▶ Exercício proposto 1: Repita, sem alterar nada, o trecho do texto citado que vai de "Importante mencionar que" até "todos os aspectos.", inclusive.
▶ Exercício proposto 2: Segundo o texto citado, onde acontecem as sessões em que Shinji e Kaworu tocam piano?

====== Texto citado ======

Os diálogos são bons o suficiente para crer no amor de Kaworu por Shinji que, finalmente, passa a aceitar um pouco de agrado, afinal ele é chutado por todos os que estimava e conhecia. Ainda há as nuances sutis homossexuais, o que deixa Kaworu um personagem ainda mais interessante do que o esperado.
Kaworu é a personificação da realidade que Shinji precisa enfrentar para crescer, já que seu personagem sempre toma atitudes guiadas pelo idealismo e pelo escapismo. Todo o arco de Kaworu é para ensinar essa lição de encarar a realidade e encontrar a esperança para mudar o futuro, embora a conclusão disso seja bem rudimentar como veremos mais abaixo.
Inegável que existe tanto beleza quanto tensão sexual entre Shinji e Kaworu durante as diversas sessões que os dois fazem ao tocar piano nas ruínas do QG da NERV – a gente perdoa a absoluta bizarrice que é ter um piano de cauda impecável da Yamaha, afinado e lustrado, no meio de um cenário desses, afinal a metáfora visual é boa, apesar de óbvia: existe beleza, esperança e amor até mesmo em um lugar tão destruído e desolado.
Enquanto realmente cria com louvor a amizade entre os dois e torna Kaworu um personagem inesquecível, Anno joga boa parte disso no lixo durante o clímax do filme. Em determinada situação, Kaworu implora para que Shinji não faça algo pois ele percebeu que aquilo seria extremamente perigoso.
Shinji, obviamente, não escuta o amigo e faz novamente uma “shinjisse” – uma montanha colossal de lixo. As consequências disso são drásticas e definem boa parte do drama de Shinji no próximo filme, mas é muito cruel com o roteiro dessa obra aqui, além de jogar o protagonista novamente no mesmo ciclo narrativo de sempre.
Shinji, que aprende a confiar em Kaworu e percebe que o menino não tem intenções ruins com ele, simplesmente não escuta o amigo e não cresce. Ele literalmente regride narrativamente do que já havia sido desenvolvido em Evangelion 2.22. É surreal, é porco e é de uma arrogância gigantesca demonstrada por Anno.
Importante mencionar que Mari também recebe algum tratamento adicional aqui e até mesmo fica sugerido um passado diretamente conectado aos pais de Shinji, mas tudo se limita a uma promessa que não será cumprida no filme seguinte.
50 tons de vermelho
O visual de Evangelion 3.33 definitivamente é algo divisivo. Anno tenta ser novamente revolucionário como conseguiu ao definir o visual icônico de toda a saga e principalmente dos Impactos em End of Evangelion, mas não é o que acontece aqui.
Há sim cenários belíssimos, principalmente os que mostram a desolação do QG destruído da NERV, abandonando todo o sentimento de segurança e resistência que ele detinha quando intacto. Há diversas homenagens com os enquadramentos clássicos que vem desde os mangás. As já citadas cenas com Shinji e Kaworu tocando piano são verdadeiramente brilhantes em todos os aspectos.

====== Dados fornecidos ======

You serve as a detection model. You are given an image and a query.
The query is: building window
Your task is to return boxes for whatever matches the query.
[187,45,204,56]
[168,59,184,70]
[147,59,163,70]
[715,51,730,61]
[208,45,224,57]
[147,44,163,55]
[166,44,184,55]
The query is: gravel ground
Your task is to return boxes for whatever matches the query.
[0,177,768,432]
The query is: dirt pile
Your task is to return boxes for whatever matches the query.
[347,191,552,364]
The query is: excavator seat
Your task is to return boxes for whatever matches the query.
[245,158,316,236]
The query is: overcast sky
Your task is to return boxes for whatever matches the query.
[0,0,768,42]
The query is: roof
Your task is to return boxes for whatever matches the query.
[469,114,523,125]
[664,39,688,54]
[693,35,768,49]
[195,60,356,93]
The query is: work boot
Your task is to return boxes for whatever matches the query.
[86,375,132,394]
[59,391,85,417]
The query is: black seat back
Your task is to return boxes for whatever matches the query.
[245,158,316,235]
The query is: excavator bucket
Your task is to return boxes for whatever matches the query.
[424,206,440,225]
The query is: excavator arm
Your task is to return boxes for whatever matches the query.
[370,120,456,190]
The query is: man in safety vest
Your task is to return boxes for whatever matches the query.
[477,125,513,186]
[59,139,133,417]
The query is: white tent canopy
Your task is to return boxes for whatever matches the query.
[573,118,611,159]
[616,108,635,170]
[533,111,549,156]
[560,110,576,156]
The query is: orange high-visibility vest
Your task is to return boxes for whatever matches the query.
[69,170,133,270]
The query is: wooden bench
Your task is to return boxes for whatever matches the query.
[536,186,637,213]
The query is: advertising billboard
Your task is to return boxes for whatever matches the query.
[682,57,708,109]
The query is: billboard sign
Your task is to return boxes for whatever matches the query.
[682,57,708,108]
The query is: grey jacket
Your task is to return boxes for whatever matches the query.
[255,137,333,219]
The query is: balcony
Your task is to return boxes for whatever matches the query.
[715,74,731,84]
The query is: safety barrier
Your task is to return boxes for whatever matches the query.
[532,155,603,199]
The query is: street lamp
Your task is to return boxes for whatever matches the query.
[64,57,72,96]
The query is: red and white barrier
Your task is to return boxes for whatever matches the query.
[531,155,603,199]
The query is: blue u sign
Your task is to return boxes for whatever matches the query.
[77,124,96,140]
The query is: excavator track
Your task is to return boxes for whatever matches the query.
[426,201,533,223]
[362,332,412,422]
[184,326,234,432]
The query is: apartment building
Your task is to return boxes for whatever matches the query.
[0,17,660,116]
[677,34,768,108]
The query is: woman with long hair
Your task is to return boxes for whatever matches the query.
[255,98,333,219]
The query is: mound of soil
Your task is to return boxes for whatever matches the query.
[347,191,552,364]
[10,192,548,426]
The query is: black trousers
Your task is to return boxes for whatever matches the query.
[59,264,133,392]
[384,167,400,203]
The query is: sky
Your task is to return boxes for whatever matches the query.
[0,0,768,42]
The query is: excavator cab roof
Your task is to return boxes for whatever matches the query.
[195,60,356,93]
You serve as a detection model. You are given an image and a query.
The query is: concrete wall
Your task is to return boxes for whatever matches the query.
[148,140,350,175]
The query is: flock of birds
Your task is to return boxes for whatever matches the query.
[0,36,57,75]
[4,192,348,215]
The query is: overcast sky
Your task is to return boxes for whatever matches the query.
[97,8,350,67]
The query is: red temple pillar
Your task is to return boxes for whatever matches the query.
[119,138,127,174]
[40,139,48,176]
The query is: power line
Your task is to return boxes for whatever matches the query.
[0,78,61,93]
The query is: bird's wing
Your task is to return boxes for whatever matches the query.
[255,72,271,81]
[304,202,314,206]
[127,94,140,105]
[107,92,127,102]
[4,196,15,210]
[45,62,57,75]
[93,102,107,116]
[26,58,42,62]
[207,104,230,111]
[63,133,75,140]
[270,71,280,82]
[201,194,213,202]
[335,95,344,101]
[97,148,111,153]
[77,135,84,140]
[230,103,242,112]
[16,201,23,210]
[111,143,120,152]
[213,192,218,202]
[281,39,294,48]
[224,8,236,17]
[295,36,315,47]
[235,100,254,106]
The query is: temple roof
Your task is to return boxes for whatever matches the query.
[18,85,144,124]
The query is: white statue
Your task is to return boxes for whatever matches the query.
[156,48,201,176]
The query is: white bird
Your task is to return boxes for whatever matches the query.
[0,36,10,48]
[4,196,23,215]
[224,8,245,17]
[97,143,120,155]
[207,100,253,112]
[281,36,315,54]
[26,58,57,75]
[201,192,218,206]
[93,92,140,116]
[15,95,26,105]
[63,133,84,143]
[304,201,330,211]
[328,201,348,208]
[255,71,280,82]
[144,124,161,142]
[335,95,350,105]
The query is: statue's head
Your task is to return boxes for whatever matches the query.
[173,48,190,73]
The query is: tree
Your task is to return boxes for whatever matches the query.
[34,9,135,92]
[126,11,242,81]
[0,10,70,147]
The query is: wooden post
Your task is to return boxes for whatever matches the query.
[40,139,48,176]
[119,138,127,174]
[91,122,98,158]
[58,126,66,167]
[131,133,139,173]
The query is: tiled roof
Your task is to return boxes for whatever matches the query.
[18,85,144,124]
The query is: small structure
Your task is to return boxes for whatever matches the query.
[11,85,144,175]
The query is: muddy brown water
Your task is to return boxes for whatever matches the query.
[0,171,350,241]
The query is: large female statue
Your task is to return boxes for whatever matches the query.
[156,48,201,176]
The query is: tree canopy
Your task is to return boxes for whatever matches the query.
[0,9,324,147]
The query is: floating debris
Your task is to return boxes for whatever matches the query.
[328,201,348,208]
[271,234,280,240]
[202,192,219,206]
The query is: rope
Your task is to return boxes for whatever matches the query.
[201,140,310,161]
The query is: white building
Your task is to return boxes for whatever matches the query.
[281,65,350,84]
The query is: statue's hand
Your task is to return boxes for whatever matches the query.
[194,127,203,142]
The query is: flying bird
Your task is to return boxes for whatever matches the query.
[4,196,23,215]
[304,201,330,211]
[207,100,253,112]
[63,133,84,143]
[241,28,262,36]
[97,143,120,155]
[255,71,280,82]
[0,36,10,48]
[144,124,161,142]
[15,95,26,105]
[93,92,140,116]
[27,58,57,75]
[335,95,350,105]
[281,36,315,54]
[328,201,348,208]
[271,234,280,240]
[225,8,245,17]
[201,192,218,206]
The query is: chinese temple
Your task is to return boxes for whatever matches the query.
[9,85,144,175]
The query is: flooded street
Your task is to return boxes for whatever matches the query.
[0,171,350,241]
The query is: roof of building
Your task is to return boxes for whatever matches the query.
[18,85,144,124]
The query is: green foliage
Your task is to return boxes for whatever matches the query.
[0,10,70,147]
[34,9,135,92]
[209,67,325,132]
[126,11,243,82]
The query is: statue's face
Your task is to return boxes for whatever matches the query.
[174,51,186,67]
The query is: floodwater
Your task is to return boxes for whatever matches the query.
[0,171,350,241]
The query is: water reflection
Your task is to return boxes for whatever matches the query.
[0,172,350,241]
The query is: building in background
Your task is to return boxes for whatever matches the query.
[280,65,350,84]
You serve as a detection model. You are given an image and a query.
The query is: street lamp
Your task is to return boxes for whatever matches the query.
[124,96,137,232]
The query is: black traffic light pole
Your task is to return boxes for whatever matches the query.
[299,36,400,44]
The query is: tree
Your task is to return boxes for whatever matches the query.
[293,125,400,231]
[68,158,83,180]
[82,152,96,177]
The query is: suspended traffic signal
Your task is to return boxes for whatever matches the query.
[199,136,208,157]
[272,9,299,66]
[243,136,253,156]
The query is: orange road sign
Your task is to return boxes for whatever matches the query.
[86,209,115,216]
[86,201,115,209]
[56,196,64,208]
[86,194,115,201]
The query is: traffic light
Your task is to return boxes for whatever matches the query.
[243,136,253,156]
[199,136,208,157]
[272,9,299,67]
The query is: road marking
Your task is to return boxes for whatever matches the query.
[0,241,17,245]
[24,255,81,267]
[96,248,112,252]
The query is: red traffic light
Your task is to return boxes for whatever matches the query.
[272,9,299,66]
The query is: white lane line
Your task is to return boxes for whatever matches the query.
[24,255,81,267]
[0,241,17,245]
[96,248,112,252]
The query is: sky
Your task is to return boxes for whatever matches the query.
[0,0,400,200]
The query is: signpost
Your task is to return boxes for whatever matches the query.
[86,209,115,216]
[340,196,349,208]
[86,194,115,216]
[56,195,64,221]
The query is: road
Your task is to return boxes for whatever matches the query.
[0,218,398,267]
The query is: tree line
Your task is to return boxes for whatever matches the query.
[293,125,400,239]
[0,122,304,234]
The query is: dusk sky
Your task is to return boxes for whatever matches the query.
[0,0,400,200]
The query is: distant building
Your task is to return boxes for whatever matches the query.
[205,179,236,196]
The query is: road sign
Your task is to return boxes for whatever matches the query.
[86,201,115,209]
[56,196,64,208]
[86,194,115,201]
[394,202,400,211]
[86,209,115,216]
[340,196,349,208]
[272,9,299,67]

======

▶ Resposta correta 1:
Importante mencionar que Mari também recebe algum tratamento adicional aqui e até mesmo fica sugerido um passado diretamente conectado aos pais de Shinji, mas tudo se limita a uma promessa que não será cumprida no filme seguinte.
50 tons de vermelho
O visual de Evangelion 3.33 definitivamente é algo divisivo. Anno tenta ser novamente revolucionário como conseguiu ao definir o visual icônico de toda a saga e principalmente dos Impactos em End of Evangelion, mas não é o que acontece aqui.
Há sim cenários belíssimos, principalmente os que mostram a desolação do QG destruído da NERV, abandonando todo o sentimento de segurança e resistência que ele detinha quando intacto. Há diversas homenagens com os enquadramentos clássicos que vem desde os mangás. As já citadas cenas com Shinji e Kaworu tocando piano são verdadeiramente brilhantes em todos os aspectos.

▶ Resposta correta 2: Nas ruínas do QG da NERV.